» STATED GOAL:
Rewrite the listing below with "set a point" replaced by "place a marker" everywhere it occurs, and change nothing else.

* BEGIN DATA FOR THE TASK *

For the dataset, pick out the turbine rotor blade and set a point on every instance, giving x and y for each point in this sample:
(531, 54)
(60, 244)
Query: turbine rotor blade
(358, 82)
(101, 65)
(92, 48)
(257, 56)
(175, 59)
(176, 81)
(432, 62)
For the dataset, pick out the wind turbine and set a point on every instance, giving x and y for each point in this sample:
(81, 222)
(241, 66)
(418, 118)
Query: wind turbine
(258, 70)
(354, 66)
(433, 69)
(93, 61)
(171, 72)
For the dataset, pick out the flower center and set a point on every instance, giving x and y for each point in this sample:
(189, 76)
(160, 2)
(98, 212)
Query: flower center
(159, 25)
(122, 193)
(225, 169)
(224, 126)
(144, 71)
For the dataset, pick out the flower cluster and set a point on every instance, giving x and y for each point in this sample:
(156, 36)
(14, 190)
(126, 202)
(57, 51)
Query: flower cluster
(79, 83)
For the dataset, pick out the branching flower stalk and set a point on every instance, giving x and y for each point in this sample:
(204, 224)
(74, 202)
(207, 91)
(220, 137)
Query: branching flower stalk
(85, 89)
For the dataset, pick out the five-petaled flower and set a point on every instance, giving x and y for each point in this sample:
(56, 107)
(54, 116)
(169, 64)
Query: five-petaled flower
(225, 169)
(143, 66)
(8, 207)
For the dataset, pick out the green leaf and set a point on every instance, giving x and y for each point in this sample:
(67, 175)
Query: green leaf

* END DATA FOR THE TASK *

» EXERCISE OUTPUT:
For the dataset, pick out the turbine rotor blade and place a marker on every instance, giving x and y for each point in this sample:
(531, 54)
(60, 244)
Query: turbine rotor blade
(358, 82)
(101, 65)
(92, 48)
(257, 56)
(175, 59)
(176, 81)
(432, 62)
For the dataset, pick out the wind turbine and place a marker on every instance, giving x and y for each point in this sample:
(81, 222)
(241, 66)
(418, 118)
Query: wind turbine
(258, 70)
(354, 66)
(433, 69)
(93, 61)
(171, 72)
For the dataset, pick out the flower center and place a marker on every instance, giving x and y for each point in this sample:
(189, 76)
(160, 2)
(98, 212)
Query: flower center
(159, 25)
(122, 193)
(225, 169)
(224, 126)
(144, 71)
For the dataset, pick out the flower cluster and place a marker on every instance, giving x and y for each point in this sample:
(156, 36)
(14, 190)
(126, 202)
(57, 51)
Query: flower cluster
(79, 83)
For the dataset, pick out the branching flower stalk and place a marker on every instance, giving x and y for each point in this sample:
(204, 224)
(74, 202)
(207, 91)
(220, 137)
Query: branching flower stalk
(85, 89)
For the dataset, pick out the five-petaled flower and place a marker on every instance, giving x and y for each point in this sample:
(56, 107)
(54, 116)
(169, 64)
Query: five-petaled flower
(225, 169)
(143, 66)
(8, 207)
For the dataset, pick out the green leaf and place a marker on every instance, giving x and y for each point in this sample:
(67, 175)
Query: green leaf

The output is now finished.